Data items:
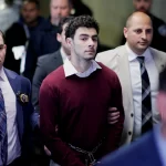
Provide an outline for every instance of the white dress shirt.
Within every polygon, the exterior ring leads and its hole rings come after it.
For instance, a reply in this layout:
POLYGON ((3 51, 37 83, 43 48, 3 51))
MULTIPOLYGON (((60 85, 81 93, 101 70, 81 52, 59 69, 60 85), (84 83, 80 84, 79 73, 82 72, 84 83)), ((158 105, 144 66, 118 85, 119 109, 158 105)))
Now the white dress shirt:
MULTIPOLYGON (((21 146, 17 127, 17 102, 15 94, 8 81, 3 68, 0 70, 0 89, 4 98, 4 107, 7 112, 7 133, 8 133, 8 160, 12 163, 21 155, 21 146)), ((0 156, 0 166, 2 166, 0 156)))
POLYGON ((94 60, 91 61, 91 66, 83 73, 80 73, 76 71, 76 69, 73 66, 71 61, 69 59, 65 60, 63 64, 65 77, 76 74, 79 77, 87 77, 90 74, 92 74, 97 69, 102 69, 94 60))
POLYGON ((155 126, 155 138, 159 157, 163 164, 162 166, 166 166, 166 138, 162 136, 160 129, 162 129, 160 125, 155 126))
MULTIPOLYGON (((142 76, 141 76, 139 62, 136 59, 138 55, 135 54, 128 48, 127 44, 126 44, 126 50, 128 52, 131 82, 132 82, 132 91, 133 91, 133 103, 134 103, 133 139, 135 139, 138 136, 141 136, 142 133, 142 76)), ((158 92, 158 71, 149 49, 146 49, 146 51, 143 53, 142 56, 145 56, 145 68, 147 70, 149 83, 151 83, 153 123, 158 123, 159 113, 156 106, 156 96, 158 92)))

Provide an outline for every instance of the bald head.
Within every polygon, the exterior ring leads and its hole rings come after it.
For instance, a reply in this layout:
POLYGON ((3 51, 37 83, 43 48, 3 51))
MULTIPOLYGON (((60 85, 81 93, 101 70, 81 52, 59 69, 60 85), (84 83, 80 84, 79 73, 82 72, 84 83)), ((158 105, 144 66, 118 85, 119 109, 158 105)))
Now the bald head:
POLYGON ((124 35, 133 52, 143 54, 153 39, 151 18, 144 12, 134 12, 126 21, 124 35))
POLYGON ((149 24, 152 25, 152 20, 146 13, 136 11, 128 17, 128 19, 126 21, 126 28, 129 28, 139 21, 149 22, 149 24))
POLYGON ((70 0, 51 0, 50 2, 50 14, 51 23, 59 25, 62 18, 69 17, 71 13, 71 1, 70 0))
POLYGON ((133 0, 133 6, 135 8, 135 11, 149 13, 152 0, 133 0))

## The request
Turn every line of the entries above into a JSON list of strings, one string per line, with blank lines skipped and the pictures left out.

## Solution to the exercise
[
  "Provide an outline for every instance of the white dress shirt.",
  "Within every polygon, the exterior ring leads and its hole rings come after it.",
  "For instance, a reply in this layout:",
  "POLYGON ((3 51, 37 83, 43 48, 3 51))",
  "MULTIPOLYGON (((60 85, 81 93, 101 70, 81 52, 59 69, 60 85), (84 83, 80 84, 79 73, 82 72, 84 83)), ((158 105, 144 66, 118 85, 119 109, 158 105)))",
  "Now the white dress shirt:",
  "MULTIPOLYGON (((21 146, 17 127, 17 102, 15 94, 8 81, 3 68, 0 70, 0 89, 4 98, 4 107, 7 112, 7 133, 8 133, 8 160, 12 163, 21 155, 21 146)), ((0 156, 0 166, 2 166, 0 156)))",
  "POLYGON ((94 60, 91 61, 91 66, 83 73, 80 73, 76 71, 76 69, 73 66, 71 61, 69 59, 65 60, 63 64, 65 77, 76 74, 79 77, 87 77, 90 74, 92 74, 97 69, 102 69, 94 60))",
  "POLYGON ((155 126, 155 138, 159 157, 163 164, 162 166, 166 166, 166 138, 162 136, 160 129, 162 129, 160 125, 155 126))",
  "MULTIPOLYGON (((142 76, 141 76, 139 62, 136 59, 138 55, 135 54, 128 48, 127 44, 126 44, 126 50, 128 52, 131 82, 132 82, 132 91, 133 91, 133 103, 134 103, 133 139, 135 139, 138 136, 141 136, 142 133, 142 76)), ((158 92, 158 71, 149 49, 146 49, 146 51, 143 53, 142 56, 145 56, 145 68, 147 70, 149 83, 151 83, 153 123, 158 123, 159 113, 156 106, 156 96, 158 92)))",
  "Provide an outline for every instance of the bald head.",
  "Within every polygon, the exterior ring leads and its hole rings come after it.",
  "For instance, a reply in this layout:",
  "POLYGON ((3 51, 37 83, 43 48, 3 51))",
  "MULTIPOLYGON (((60 85, 81 93, 101 70, 81 52, 59 69, 60 85), (84 83, 80 84, 79 73, 82 72, 84 83)), ((158 105, 144 66, 118 85, 119 109, 158 105)))",
  "Now the bald head:",
  "POLYGON ((124 35, 133 52, 143 54, 153 39, 151 18, 144 12, 134 12, 126 21, 124 35))",
  "POLYGON ((149 24, 152 25, 152 20, 146 13, 136 11, 128 17, 128 19, 126 21, 126 28, 129 28, 139 21, 149 22, 149 24))",
  "POLYGON ((70 0, 51 0, 50 2, 50 14, 51 23, 59 25, 62 18, 69 17, 71 13, 71 1, 70 0))",
  "POLYGON ((133 0, 133 6, 135 8, 135 11, 149 13, 152 0, 133 0))"
]